* [Source text]
** Begin **
In [1]:
import tweepy
import json
import time
import datetime
import os

In [2]:
# 180 request / 15 mins window

properties = dict(line.strip().split('=') 
          for line in open('jo.properties') 
          if not line.startswith('#') and not line.startswith('\n'))

auth = tweepy.OAuthHandler(properties["CONSUMER_KEY"], properties["CONSUMER_SECRET"])
auth.set_access_token(properties["OAUTH_TOKEN"], properties["OAUTH_TOKEN_SECRET"])
api = tweepy.API(auth)

In [3]:
QUERIES_DIR = 'queries/'


def save_tweets(query, tweets_container, directory=None):
    if tweets_container:
        current_time = datetime.datetime.now()
        query_dir = QUERIES_DIR + query + '/'
        if directory:
            query_dir += directory + '/'

        if not os.path.exists(query_dir):
            os.makedirs(query_dir)

        with open(query_dir + current_time.isoformat() + '.json', 'w') as f:
            json.dump(tweets_container, f)


def get_tweets(query, limit):
    tweets_container = {}
    
    # Code retrieved from
    # https://github.com/tweepy/tweepy/issues/197
    # I believe the count=100 is unessecary in our case
    #
    #
    # Cursor params are passed to the method (ex.api.search)
    # Cursor will alow as to continue to retrieve tweets without worrying about hitting a page limit
    #
    # api.search arguments are:
    #
    #     :reference: https://dev.twitter.com/rest/reference/get/search/tweets
    #     :allowed_param:'q', 'lang', 'locale', 'since_id', 'geocode',
    #      'max_id', 'since', 'until', 'result_type', 'count',
    #       'include_entities', 'from', 'to', 'source']
    #
    # To handle the rate limit:
    # # http://docs.tweepy.org/en/v3.5.0/code_snippet.html#handling-the-rate-limit-using-cursors

    def limit_handled(cursor, query):
        while True:
            try:
                yield cursor.next()

            #except tweepy.RateLimitError as e:
            # I think RateLimitError was depreceated, need to find the new one
            except StopIteration as e:
                print "StopIteration for %s" % query
                yield None
            except Exception as e:
                print "Rate Limit Error for %s: %s" % (query, e)
                # can handle in any way we want
                #time.sleep(15 * 60)
                yield None
    

    tweepy_cursor = tweepy.Cursor(api.search,
                                q=query,
                                count=100, # I think the correct param is rpp (but nvm it returns 100)
                                #result_type="recent", # We don't get enough results with this on
                                include_entities=True,
                                lang="en")
** End **
* [Tasks to complete]
- a) In the tweepy script, what request limit does the comment in the second notebook cell give?
- b) Using the comments in the tweepy script, explain why the code retrieves tweets through a tweepy Cursor and why the line setting result_type to "recent" is commented out.

* [Data extract]
** Begin **
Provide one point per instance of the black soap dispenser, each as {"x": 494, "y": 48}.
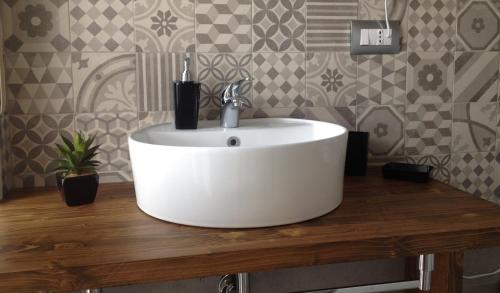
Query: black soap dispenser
** End **
* [Solution set]
- a) 180 requests per 15-minute window.

- b) The Cursor lets the code keep retrieving tweets without having to worry about hitting a page limit. The result_type="recent" setting is commented out because not enough results came back when it was on.